■ PROBLEM REQUIREMENTS
Answer these questions using the passage below on camera measurement in shake table tests.
(a) Which three effects do dynamic structural experiments show that slow experiments under monotonic or cyclic loadings do not?
(b) What did some experiments pair with a single camera to create a virtual stereo system?
(c) What two types of calibration approach does this work develop?

Large-scale dynamic structural experiments such as shake table tests bring challenges to image analysis in stereo camera calibration and synchronization [25]. Compared to slow structural experiments subject to monotonic or cyclic loadings, dynamic structural experiments exhibit the effects of inertia forces, viscosity, and material strain rates. Cameras installed inside the specimen would shake during the experiment and require a correction algorithm to partially mitigate the errors [26]. Installing cameras outside the shake table can avoid this shaking, but large-scale measurement of a region makes it difficult to carry out stereo calibration, owing to the lack of large rigid calibration boards. While stereo triangulation is normally used with synchronously controlled high-speed cameras [27], without perfect satisfactory synchronization, the time difference between cameras may cause significant stereo triangulation errors. Some experiments have used a single camera with a v-shaped mirror to create a virtual stereo system to bypass this synchronization problem [28], but this is only suitable for small-scale experiments.

To solve calibration and synchronization problems, this work develops two types of calibration approach: (1) two-stage calibration and (2) single-image calibration, and proposes a synchronization method to reduce the error induced by the cameras’ time difference. Two shake table experiments were used to verify and demonstrate the effects of the approaches and to demonstrate the measurement of dynamic displacements in the experiments.

■ DATA SECTION
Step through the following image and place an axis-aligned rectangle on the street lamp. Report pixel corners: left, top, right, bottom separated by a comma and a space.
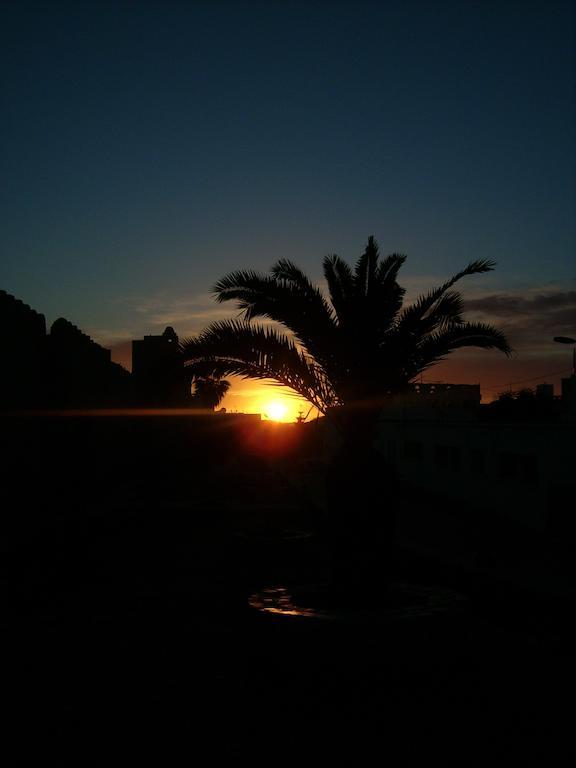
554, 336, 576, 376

==

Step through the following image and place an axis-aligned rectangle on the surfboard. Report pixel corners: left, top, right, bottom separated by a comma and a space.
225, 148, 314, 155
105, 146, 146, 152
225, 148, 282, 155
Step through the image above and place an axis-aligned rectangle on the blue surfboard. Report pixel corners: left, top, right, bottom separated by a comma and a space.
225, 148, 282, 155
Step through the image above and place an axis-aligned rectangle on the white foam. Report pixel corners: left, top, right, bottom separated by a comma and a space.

■ THE REPLY
(a) Inertia forces, viscosity, and material strain rates.
(b) A v-shaped mirror.
(c) Two-stage calibration and single-image calibration.